▸ **やること**
(1) 『鈴木さんにも分かるネットの未来』の感想文で、タイトルの「鈴木さん」は誰を指していますか。
(2) 『鈴木さんにも分かるネットの未来』の感想文の続きを、最後の文のあとから書いてください。

++++ 選んだ文章

ネット住民とはなにか『鈴木さんにも分かるネットの未来』
川上量正『鈴木さんにも分かるネットの未来』を読みました。
タイトルが「鈴木さんにも分かるネットの未来」となっており、この鈴木さんとはスタジオジブリの鈴木敏夫プロデューサーのことです。
本書を書くにあたって、鈴木プロデューサーから「ネットとはなにか、僕にも分かるように書いてくれ」という条件を出されたそうで、川上さんはとても苦労したそうです。
なんせ鈴木プロデューサーは、説明を求める割には飽きやすいという解説者泣かせの性格の持ち主らしいので。
ですが、そんな鈴木プロデューサーを飽きさせずに理解してもらうために、川上さんの多大な苦労の末書き上げたのが本書です。
『鈴木さんにも分かるネットの未来』の内容
ネットの住民とはなにかから始まり、ネット特有のコンテンツやビジネスモデル、プラットフォームなどネットビジネスの原理といったお硬い話があったと思えば、ネットが生み出すコンテンツということでニコニコ動画で流行っているものについて触れていたりもします。
その中から、私が興味を持った内容を少し紹介したいと思います。
ネット住民とはなにか
一章の「ネット住民とはなにか」の冒頭にこう書かれていました。
ぼくは、ネットを理解するためには、まずネットを利用している人には二種類の人種がいることを知るべきだと主張しています。ネットをツールとして使用する人か、ネットに住んでいる人かです。
この一文は、ネット文化を理解する上でとても重要だと思いませんか?
本書にも書かれていますが、ネットの炎上事件やSNSの使い方も、二種類の人種がいることを知るだけで理解がスムーズに進みます。
例えばネットの炎上事件は、モラルに反した行いで現実社会をネットに持ち込んだため、ネットを住処にしている方々が、彼らを敵と認定し攻撃すると著者は考察しています。
確かに、ネットで実名や顔出しをする文化はありませんから、根底ではネットとリアルの結びつきを嫌っているように感じます。
私はそれ以外にも、他人を攻撃するストレス解消ツールとして使っているのではと思いましたが、歪んだ正義感で赤の他人を罵ったり、リアルを特定して人生を狂わせようとしたりと、現実では考えられない過激な行動をするあたり、ストレス解消ツールの域を超えています。もしストレス解消や暇つぶしのつもりでやっているのなら、その人はネットに毒されています。
このような行動もネット住民はネットとリアルをはっきり区別しているからと考えると、現実社会をネット社会から追い出そうとする理由も見えてきます。
ただし、最近はネット内のリア充化というのも進み、リアルを充実させようと行動する人が現れ、リアルとネットを混在させたニコニコ大会議の反響をみると、現実とネットを区別する考え方は古くなりつつあります。
ネットの利用者が増加したため、ネットを住処にしている古参がマイノリティ化したともいえますが、物心ついたときからネットを使っていて、従来とは異なる考えを持つ世代が増えているのも事実です。
今後は、ネットで出会って会話してネットで結婚するというネトゲのような出来事が現実でも起こるのかもしれません。
別居婚と考えればありそうですが……少子化が加速しそうです。

++++++++
++++ 提供データ

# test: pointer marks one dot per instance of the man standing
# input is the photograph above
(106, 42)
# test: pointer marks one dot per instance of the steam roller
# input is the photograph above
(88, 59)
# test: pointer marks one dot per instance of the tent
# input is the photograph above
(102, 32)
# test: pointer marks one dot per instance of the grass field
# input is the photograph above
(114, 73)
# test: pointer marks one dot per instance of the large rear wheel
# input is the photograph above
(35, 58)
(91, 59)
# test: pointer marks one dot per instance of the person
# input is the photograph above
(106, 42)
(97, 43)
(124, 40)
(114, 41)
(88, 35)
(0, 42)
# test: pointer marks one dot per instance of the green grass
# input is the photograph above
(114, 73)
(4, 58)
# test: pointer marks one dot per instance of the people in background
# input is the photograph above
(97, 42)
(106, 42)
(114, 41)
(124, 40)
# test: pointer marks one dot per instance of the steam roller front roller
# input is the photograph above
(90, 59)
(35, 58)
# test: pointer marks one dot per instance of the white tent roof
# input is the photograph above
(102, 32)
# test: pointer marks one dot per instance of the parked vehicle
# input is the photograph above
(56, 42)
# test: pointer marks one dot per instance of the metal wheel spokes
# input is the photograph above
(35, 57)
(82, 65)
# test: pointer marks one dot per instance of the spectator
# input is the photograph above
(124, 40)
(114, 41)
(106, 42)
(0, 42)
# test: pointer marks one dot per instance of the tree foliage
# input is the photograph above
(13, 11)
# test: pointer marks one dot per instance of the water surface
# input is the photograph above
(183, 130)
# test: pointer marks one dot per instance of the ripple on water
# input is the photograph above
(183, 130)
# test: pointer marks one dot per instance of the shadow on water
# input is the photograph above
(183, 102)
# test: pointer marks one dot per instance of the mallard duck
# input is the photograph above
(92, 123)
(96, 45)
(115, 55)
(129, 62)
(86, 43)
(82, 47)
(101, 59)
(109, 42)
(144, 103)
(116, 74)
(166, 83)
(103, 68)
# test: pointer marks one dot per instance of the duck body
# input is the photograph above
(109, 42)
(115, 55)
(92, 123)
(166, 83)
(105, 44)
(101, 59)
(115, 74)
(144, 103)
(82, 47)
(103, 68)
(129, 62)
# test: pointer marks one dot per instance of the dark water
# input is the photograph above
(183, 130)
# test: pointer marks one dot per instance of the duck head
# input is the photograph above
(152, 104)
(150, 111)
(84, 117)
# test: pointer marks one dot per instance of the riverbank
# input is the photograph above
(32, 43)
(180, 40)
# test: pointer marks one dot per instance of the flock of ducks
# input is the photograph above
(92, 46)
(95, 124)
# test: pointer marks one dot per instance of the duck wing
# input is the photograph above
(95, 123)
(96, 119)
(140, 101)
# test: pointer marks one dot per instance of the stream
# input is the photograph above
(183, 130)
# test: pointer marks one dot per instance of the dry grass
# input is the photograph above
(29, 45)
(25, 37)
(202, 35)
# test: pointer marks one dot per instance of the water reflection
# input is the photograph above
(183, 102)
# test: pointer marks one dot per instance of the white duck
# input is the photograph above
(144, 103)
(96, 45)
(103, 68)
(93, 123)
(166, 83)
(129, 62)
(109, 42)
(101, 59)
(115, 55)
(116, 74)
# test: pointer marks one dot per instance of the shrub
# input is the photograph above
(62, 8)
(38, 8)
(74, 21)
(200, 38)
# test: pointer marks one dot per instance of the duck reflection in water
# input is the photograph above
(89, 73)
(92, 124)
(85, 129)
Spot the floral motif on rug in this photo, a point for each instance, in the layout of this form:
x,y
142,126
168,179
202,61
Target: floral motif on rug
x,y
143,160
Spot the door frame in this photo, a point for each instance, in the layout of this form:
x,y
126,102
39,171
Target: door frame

++++++++

▸ **回答**
(1) スタジオジブリの鈴木敏夫プロデューサーです。

(2)
既存のビジネスモデルをパクったネット
本書でもう一つ印象に残っているものは、現実世界のビジネスにネットを付けるだけで新たなビジネスモデルになるということです。
現実に存在しているビジネスのネット版という分かったような分からないような単純なアナロジーで、ビジネスモデルが簡単につくれる。そしてバーチャルなビジネスモデルができればリアルなお金が集ってしまう。
言われてみれば確かにそうです。はてなブログも日記をウェブ化しただけのものです。
新聞、雑誌などのオールドメディアに対するネットメディアという図式。広告代理店に対するネット広告代理店。証券会社に対するネット証券。銀行に対するネット銀行。ネット生保にネット電話にネットスーパーと、なんでもネットをつければ新しいビジネスモデルができるのです。
などなど。著者の言うとおり、なんでもネットを付ければ新しいビジネスモデルになっています。言い方が悪いですが、既存のビジネスモデルをパクれば新たなビジネスチャンスを見つけることができたでしょう。
ここまで簡単にビジネスモデルを作ることができた理由は、インターネット=安売りという式が提供者と消費者の双方に根付いたからです。
提供側は、現実社会でビジネスを行うよりも投資が少なく済むため参入しやすく、その分安価か無料で提供することができます。消費者側は、現実社会よりも安価か無料でサービスを受けることができるので非常にお手軽です。
この低価格で提供できる理由を双方が納得しメリットを感じているから、ビジネスとして成り立っているわけです。
しかし、インターネット=安売りという式で作ったビジネスモデルもいずれは限界を向かえます。既存のビジネスモデルを安価で提供するだけでは、客が寄ってこなくなってくるでしょう。市場によっては、もうなっているのかもしれません。
今後は安価以外の付加価値を付ける必要があります。もっとIT独自の付加価値を。
この付加価値を一番に見つけた人が将来のネット社会の先導者となり、歴史に名を残す偉大な人物となりますが、誰にも見つけられなければ著者の指摘通り、ネット社会は静かに終わりを迎えるでしょう。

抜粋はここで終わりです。